• [Problem description]:
When you answer, give every record back exactly as written.

##############################

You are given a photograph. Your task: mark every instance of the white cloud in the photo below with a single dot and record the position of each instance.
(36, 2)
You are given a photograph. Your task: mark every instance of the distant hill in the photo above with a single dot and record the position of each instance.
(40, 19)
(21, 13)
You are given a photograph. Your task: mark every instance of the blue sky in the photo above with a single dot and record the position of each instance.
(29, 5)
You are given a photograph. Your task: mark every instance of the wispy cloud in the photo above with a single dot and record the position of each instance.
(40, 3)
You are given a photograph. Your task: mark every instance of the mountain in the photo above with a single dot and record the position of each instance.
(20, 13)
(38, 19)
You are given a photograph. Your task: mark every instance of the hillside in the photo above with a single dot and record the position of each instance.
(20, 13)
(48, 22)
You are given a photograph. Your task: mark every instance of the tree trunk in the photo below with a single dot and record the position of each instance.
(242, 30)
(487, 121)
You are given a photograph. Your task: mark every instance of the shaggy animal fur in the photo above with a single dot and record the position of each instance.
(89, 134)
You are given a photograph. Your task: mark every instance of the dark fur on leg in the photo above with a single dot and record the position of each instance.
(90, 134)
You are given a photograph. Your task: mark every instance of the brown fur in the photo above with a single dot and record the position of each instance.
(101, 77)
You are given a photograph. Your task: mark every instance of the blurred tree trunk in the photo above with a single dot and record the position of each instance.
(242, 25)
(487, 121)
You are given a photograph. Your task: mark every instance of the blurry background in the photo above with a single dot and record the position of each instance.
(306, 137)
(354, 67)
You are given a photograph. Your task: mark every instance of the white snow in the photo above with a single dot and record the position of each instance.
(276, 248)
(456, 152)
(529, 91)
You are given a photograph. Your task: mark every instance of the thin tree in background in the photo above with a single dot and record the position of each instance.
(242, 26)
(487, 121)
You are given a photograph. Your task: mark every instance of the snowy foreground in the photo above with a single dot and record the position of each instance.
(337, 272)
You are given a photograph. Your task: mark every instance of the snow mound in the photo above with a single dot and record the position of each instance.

##############################

• [Exercise solution]:
You are given a photograph. Your task: mark every instance of the white cloud in the photo below with a single dot and record the position of each instance.
(36, 2)
You are given a photograph. Your task: mark every instance of the distant hill in the photo above with a single dot and record the position of each instance.
(40, 19)
(21, 13)
You are given a photograph. Your task: mark every instance of the blue sky in the photo above with a single dot and record the position of each instance.
(29, 5)
You are given a photograph. Your task: mark every instance of the wispy cloud in the photo above with a single dot and record the position of each instance.
(40, 3)
You are given a photograph. Your task: mark every instance of the mountain in the photo above with a single dot and record the position of each instance.
(20, 13)
(38, 19)
You are given a photograph. Your task: mark every instance of the hillside in the photo above with a single dot and record the position of each instance.
(20, 13)
(48, 22)
You are given a photograph. Your task: mark every instance of the tree trunk in the photo below with a single dot and record the position of each instance.
(242, 30)
(487, 121)
You are given a photograph. Your task: mark every instance of the shaggy animal fur in the photo above with a single dot and record the position of each instance.
(89, 134)
You are given a photograph. Your task: mark every instance of the dark fur on leg in the photo above with a single dot and record the position of each instance.
(90, 134)
You are given a photograph. Your task: mark every instance of the brown fur in the photo above with a single dot and record the position of each instance.
(101, 77)
You are given a photograph. Your task: mark every instance of the blurred tree trunk in the photo above with a single dot and record the position of each instance.
(242, 25)
(487, 121)
You are given a photograph. Your task: mark every instance of the blurry background in the photo above with a single dot and record the position of each instance.
(306, 137)
(354, 67)
You are given a photograph. Your task: mark every instance of the white snow in the photo above with a single dot and record the position of each instance.
(276, 248)
(456, 152)
(529, 91)
You are given a photograph. Your task: mark every instance of the thin tree in background in the photo above with a single dot and record the position of each instance.
(242, 26)
(487, 121)
You are given a photograph. Your task: mark every instance of the snowy foreground in the photo above with a single dot and record the position of each instance.
(337, 272)
You are given a photograph. Your task: mark every instance of the snow mound in the photo above with a single dot and record the position of each instance.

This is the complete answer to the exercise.